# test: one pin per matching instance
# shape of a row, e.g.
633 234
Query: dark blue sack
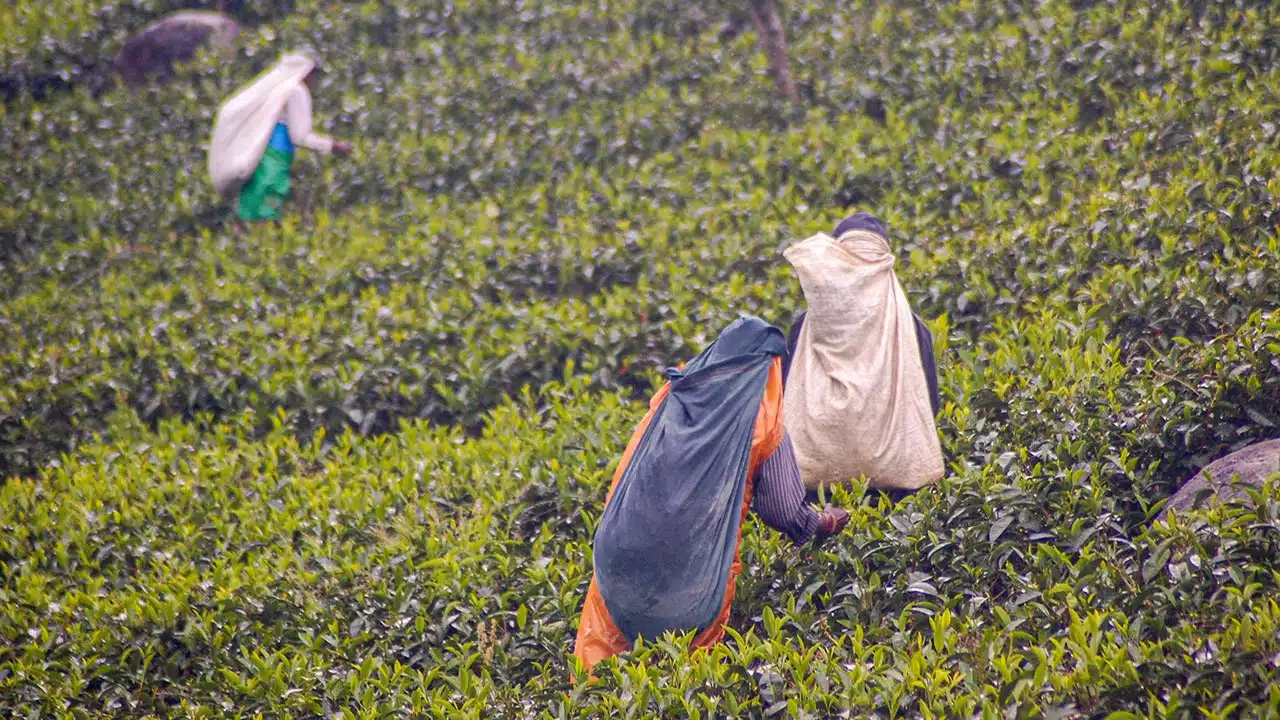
668 536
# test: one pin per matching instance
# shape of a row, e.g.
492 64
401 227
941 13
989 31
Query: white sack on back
246 121
856 401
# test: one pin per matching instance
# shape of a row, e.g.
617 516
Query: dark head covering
862 222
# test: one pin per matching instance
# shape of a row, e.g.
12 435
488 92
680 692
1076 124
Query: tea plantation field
350 464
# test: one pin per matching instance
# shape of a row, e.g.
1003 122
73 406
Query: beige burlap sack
245 123
856 401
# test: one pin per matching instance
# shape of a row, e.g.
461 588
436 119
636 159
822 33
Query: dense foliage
353 461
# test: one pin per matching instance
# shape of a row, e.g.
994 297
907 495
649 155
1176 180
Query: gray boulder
173 39
1226 477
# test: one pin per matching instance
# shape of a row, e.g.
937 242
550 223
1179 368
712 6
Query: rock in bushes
173 39
1221 479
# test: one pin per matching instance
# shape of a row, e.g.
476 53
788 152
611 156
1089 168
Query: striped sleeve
778 497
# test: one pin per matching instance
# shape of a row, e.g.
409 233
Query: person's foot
831 520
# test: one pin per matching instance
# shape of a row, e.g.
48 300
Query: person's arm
298 121
780 496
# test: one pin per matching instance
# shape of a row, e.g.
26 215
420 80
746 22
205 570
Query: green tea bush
352 461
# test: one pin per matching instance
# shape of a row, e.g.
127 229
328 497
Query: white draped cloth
246 121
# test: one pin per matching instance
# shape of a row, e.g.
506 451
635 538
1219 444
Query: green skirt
266 191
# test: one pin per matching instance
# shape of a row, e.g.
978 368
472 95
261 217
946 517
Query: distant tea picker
251 154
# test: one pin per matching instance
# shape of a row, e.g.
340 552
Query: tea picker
256 130
862 387
666 552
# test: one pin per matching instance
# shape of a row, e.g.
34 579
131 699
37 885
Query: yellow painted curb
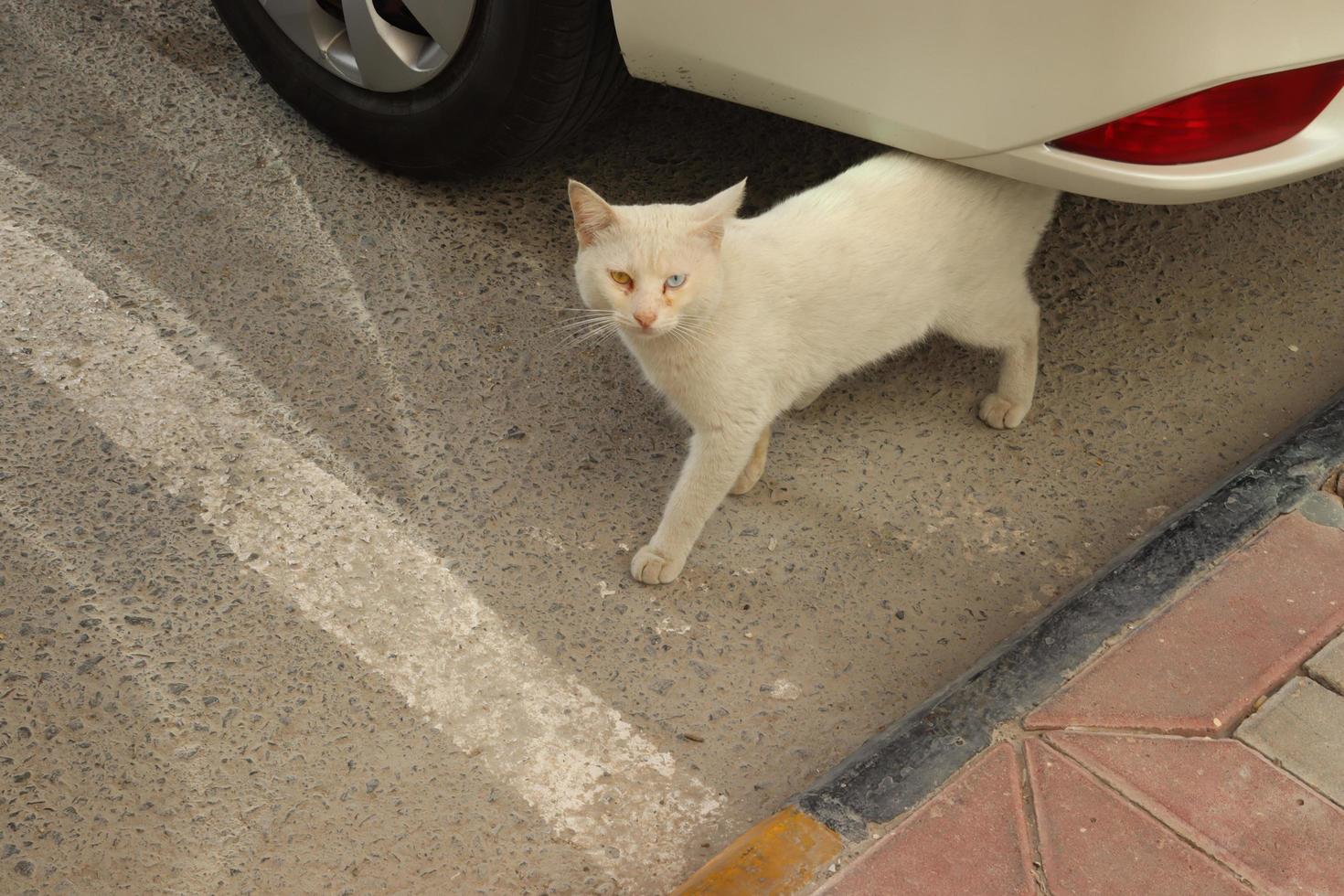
778 856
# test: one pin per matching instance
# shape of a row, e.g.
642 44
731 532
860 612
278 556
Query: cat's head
651 268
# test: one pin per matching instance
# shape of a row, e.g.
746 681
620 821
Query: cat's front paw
652 567
1001 414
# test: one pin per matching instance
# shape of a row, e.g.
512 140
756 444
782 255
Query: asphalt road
314 541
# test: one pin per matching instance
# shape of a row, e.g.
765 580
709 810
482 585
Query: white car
1158 101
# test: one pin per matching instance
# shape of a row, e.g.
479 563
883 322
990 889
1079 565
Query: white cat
737 320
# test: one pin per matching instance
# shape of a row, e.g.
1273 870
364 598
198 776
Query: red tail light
1227 120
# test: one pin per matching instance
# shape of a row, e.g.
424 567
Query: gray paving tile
1301 729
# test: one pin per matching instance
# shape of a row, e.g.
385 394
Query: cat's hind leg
1011 326
750 475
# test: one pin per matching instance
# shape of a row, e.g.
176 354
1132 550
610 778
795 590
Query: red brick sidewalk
1201 752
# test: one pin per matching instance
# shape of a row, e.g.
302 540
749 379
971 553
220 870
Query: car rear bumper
1317 148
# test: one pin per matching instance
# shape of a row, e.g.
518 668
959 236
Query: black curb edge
897 769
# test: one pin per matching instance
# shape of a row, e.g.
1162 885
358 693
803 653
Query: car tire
527 76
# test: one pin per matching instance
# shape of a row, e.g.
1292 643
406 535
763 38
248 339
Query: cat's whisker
598 334
574 325
603 317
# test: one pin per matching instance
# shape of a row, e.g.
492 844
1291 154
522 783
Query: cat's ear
592 214
718 209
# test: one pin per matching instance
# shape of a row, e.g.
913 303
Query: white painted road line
598 782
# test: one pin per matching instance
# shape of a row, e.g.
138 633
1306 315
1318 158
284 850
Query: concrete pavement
206 305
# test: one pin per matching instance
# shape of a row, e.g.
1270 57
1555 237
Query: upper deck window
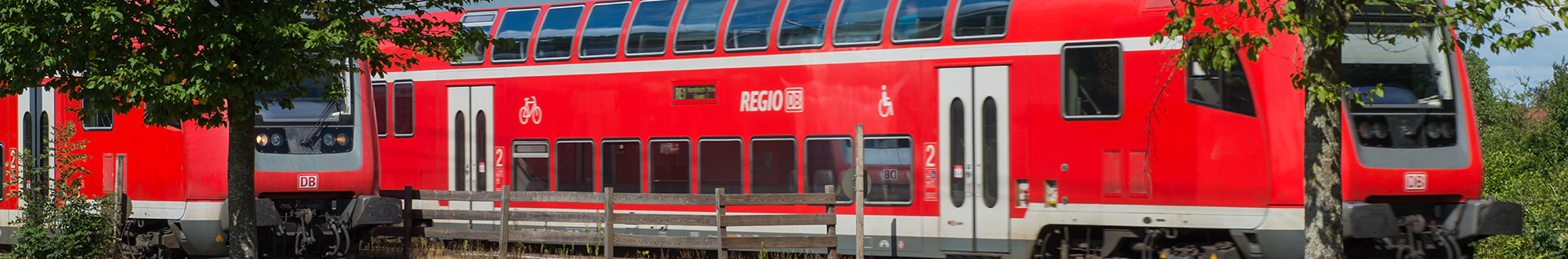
-- -- --
● **What is expected**
How many lines in the data above contain the string "white", matching case exactly? Reply with the number alone.

● **Task answer**
5